Kırık Hayatlar

KİTABIN ADI : KIRIK HAYATLAR

KİTABIN YAZARI : HALİD ZİYA UŞAKLIGİL

YAYINEVİ VE ADRESİ : INKILAP KİTABEVİ—ANKARA CAD. NO:95 -34410 İSTANBUL

BASIM YILI : 1989

KİTABIN KONUSU :
EKONOMİK RAHATLIĞA KAVUŞTUKTAN SONRA EŞİ VE İKİ ÇOCUĞUYLA YENİ BİR ÇEVREYE GİRİP BU ARADA BİR SOSYETE YOSMASINA TUTULAN GENÇ BİR DOKTORUN ÖYKÜSÜ.

KİTABIN ANA FİKRİ :
YAZAR BU ROMANLA OKUYUCUYA; AİLE BİREYLERİNİN KARŞILIKLI SAYGI VE SEVGİ İÇİNDE BULUNMALARI GERKTİĞİNİ, BUNUN SONUCU OLARAKTA TÜRK TOPLUMUNUN İSTENİLEN SEVİYEYE GELECEGİNİ ANA FİKİR OLARAK YANSITMAKTADIR.

KİTAPTAKİ OLAYLARIN VE ŞAHIŞLARIN DEĞERLENDİRİLMESİ :
KİTAPTA BİRBİRİYLE BAĞLANTILI AİLE İLİŞKİLERİNİ , KARI KOCA İLİŞKİLERİNİ ARALARINDA OLUŞAN GERGİNLİK VE KAVGALARIN BİREYLER ÜZERİNDE YARATTIĞI ETKİYİ, FARKLI AİLELERİN YAŞADIKLARI OLAYLARLA BÜTÜNLEŞTİREN GERÇEKCİ BİR ROMAN.
ŞAHISLAR:
ÖMER BEHİÇ :İÇ HASTALIKLAR UZMANI VEDİDE ‘NİN
KOCASI
VEDİDE :ÖMER BEHİÇ”İN KARISI

ANDELİB :SELMA İLE LEYLA’NIN DADISI

SELMA VE LEYLA :VEDİDE’ NİN ÇOCUKLARI

SABRİYE KADIN :AŞÇI

SABRİYE KADININ KIZI

NEYYİR :ÖMER BEHİÇ’LE AŞK YAŞAYAN GENÇ KIZ

KİTAPLA İLGİLİ KİŞİSEL SONUÇLAR:
EĞER Kİ DOKTUR OLAN ÖMER BEHİÇ İYİ PARA KAZANARAK EKONOMİK RAHATLIĞA KAVUŞTUKTAN SONRA AİLESİYLE BERABER GİRDİKLERİ YENİ ÇEVREDE KENDİLERİNİ KORUYUP ESKİ MUTLU HAYATLARINA DEVAM ETSELERDİ AİLESİ DAĞILMAZ, AİLE BAĞLARI KOPMAZDI. YARIN SUBAY OLACAK OLAN BİZLERDE BU ROMANDAN DERS ALARAK GİDECEĞİMİZ YERLERDE KENDİ KİŞİLİĞİMİZİ KORUMALI ÇOK DİKKATLİ OLMALIYIZ.

(Bir veri kümesinde listelenenler)
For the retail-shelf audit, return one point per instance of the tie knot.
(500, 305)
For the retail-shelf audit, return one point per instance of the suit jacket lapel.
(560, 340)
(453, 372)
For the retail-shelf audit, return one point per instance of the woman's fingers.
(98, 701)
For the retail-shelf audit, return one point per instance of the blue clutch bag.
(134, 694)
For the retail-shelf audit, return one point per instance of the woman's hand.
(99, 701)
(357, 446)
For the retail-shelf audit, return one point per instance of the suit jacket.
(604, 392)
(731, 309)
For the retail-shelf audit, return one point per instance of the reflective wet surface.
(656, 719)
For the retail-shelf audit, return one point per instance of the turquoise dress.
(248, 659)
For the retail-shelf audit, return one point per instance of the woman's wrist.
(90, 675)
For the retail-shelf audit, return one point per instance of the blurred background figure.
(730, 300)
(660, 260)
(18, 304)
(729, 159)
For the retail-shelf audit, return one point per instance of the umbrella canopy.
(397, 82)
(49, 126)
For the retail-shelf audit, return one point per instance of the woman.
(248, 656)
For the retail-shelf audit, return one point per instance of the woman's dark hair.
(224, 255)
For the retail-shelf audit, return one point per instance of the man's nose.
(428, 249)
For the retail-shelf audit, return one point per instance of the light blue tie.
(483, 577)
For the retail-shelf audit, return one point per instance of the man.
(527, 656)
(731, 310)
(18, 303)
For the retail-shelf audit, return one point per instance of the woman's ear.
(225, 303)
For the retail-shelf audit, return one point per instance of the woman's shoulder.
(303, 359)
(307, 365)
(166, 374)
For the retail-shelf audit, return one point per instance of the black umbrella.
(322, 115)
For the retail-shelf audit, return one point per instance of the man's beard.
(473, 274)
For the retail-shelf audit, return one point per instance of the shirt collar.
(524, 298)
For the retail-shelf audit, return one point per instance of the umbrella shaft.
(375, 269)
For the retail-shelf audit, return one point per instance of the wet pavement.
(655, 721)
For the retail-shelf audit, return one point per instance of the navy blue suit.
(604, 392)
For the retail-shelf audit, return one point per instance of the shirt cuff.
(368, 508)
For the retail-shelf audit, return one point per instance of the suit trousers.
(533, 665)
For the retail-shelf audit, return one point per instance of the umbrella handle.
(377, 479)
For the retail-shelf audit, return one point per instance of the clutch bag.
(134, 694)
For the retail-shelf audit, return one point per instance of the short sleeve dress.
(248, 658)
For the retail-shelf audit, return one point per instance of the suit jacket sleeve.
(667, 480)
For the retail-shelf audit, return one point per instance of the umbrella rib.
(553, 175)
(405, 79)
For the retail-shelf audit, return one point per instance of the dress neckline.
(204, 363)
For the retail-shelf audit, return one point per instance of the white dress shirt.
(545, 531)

Görevler:
1. Kırık Hayatlar hakkındaki metne göre kitabın basım yılı nedir?
2. Kırık Hayatlar hakkındaki metnin "KİTABIN ADI : KIRIK" ile "BİR DOKTORUN ÖYKÜSÜ." arasındaki kısmını, bu ikisi de dahil olmak üzere, aynen kopyalayın.

Görev sonuçları:
1. 1989

2.
KİTABIN ADI : KIRIK HAYATLAR

KİTABIN YAZARI : HALİD ZİYA UŞAKLIGİL

YAYINEVİ VE ADRESİ : INKILAP KİTABEVİ—ANKARA CAD. NO:95 -34410 İSTANBUL

BASIM YILI : 1989

KİTABIN KONUSU :
EKONOMİK RAHATLIĞA KAVUŞTUKTAN SONRA EŞİ VE İKİ ÇOCUĞUYLA YENİ BİR ÇEVREYE GİRİP BU ARADA BİR SOSYETE YOSMASINA TUTULAN GENÇ BİR DOKTORUN ÖYKÜSÜ.